### Document extract
——————————

I'd suggest grinding a little coarser and maybe lowering the temp a little.

Probably start with the temp first.

Your water is going to boil differently than anyone else's - due to altitude and hardness, so you need to find what works for you rather than copying directly.

Ideal brewing temps fall between 90 and 94, with 92 being best for a lot of coffee.

Darker need lower and lighter need higher - as a rule of thumb.


----------



## Rhys (Dec 21, 2014)

MWJB said:


> In the video I pour off a little less than I normally would, usually pour off a shot's worth. If you felt the coffee was warm enough & could stand a little more time (to settle), maybe that's an option, or nudge the grind a shade coarser?
> 
> Was the paracetamol taste constant throughout the cup?


Yes, the taste was constant throughout the cup, the temp in the cup was fine - hot enough not to guzzle it down, cool enough to comfortable drink it (I had my cup full of hot water at 18 minutes to heat it up)

Maybe I should grind it a shade courser and go from there? Will it affect it if I left it, say another five minutes or do you recommend longer?



Kyle548 said:


> I'd suggest grinding a little coarser and maybe lowering the temp a little.
> 
> Probably start with the temp first.
> 
> ...

——————————

(Image object location listing)

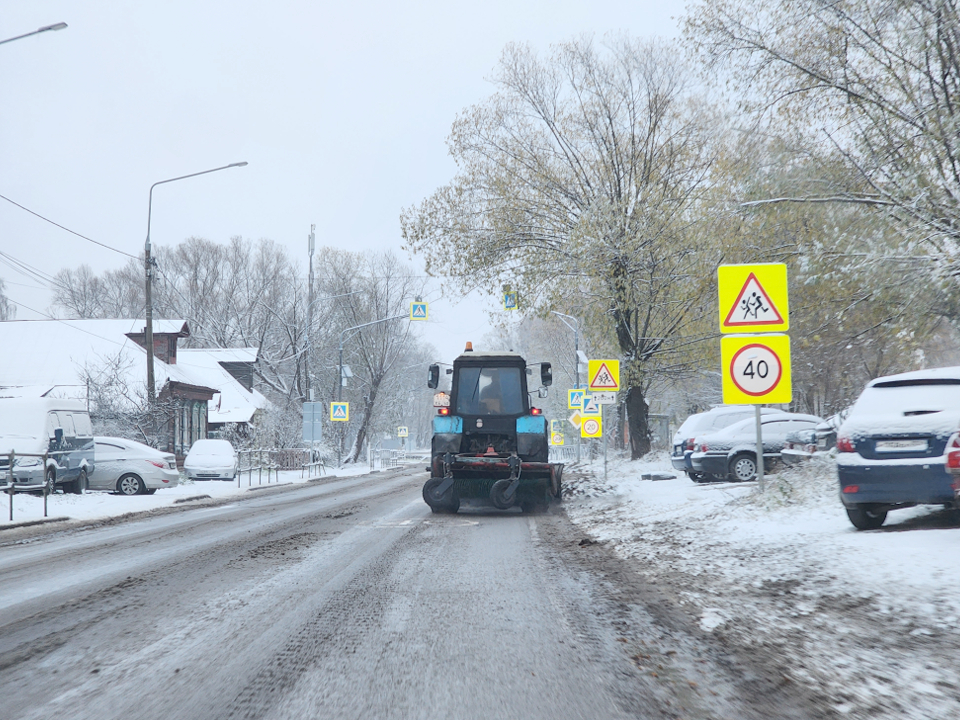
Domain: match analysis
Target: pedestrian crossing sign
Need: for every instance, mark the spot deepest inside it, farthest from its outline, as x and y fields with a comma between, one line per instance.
x=418, y=311
x=575, y=399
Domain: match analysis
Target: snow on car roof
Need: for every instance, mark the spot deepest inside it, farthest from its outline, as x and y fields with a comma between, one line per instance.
x=945, y=373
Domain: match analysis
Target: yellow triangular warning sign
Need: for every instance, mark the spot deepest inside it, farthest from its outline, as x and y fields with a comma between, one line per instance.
x=603, y=379
x=753, y=306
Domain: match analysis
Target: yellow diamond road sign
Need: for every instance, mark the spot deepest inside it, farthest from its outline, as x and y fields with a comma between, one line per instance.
x=756, y=369
x=753, y=298
x=591, y=427
x=604, y=374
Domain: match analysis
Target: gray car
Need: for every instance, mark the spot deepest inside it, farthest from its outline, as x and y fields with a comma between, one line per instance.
x=732, y=452
x=132, y=468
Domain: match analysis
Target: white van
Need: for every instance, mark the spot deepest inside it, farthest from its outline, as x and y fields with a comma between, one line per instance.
x=60, y=429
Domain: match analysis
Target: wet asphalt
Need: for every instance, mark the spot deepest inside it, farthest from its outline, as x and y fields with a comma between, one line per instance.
x=349, y=599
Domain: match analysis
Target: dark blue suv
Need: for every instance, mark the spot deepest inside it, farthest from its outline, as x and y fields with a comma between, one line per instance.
x=890, y=448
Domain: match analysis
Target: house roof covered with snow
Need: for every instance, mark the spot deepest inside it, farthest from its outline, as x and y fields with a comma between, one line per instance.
x=55, y=357
x=234, y=402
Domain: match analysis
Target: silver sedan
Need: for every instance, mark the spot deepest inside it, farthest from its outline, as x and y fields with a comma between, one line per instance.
x=131, y=468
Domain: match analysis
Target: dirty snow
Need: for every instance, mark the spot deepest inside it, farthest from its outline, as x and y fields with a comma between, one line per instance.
x=869, y=621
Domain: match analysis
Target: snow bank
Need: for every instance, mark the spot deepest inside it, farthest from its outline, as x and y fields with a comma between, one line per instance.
x=865, y=619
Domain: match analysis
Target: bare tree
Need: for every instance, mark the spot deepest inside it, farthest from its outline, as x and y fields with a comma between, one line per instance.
x=874, y=81
x=579, y=182
x=375, y=353
x=8, y=311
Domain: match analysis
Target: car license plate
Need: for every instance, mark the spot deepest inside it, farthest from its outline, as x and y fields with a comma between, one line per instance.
x=901, y=445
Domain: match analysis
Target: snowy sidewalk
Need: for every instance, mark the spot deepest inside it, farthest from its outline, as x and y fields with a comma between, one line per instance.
x=867, y=619
x=95, y=505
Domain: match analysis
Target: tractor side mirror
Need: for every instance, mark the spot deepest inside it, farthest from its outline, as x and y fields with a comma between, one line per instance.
x=546, y=374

——————————

### What you need to do
1. What brewing temperature does the coffee forum thread call best for a lot of coffee?
2. Copy everything in the coffee forum thread from "## Rhys (Dec" down to "throughout the cup?".
3. Which usernames appear in the coffee forum thread?

### Answers for this exercise
1. 92

2.
## Rhys (Dec 21, 2014)

MWJB said:


> In the video I pour off a little less than I normally would, usually pour off a shot's worth. If you felt the coffee was warm enough & could stand a little more time (to settle), maybe that's an option, or nudge the grind a shade coarser?
> 
> Was the paracetamol taste constant throughout the cup?

3. Rhys, MWJB, Kyle548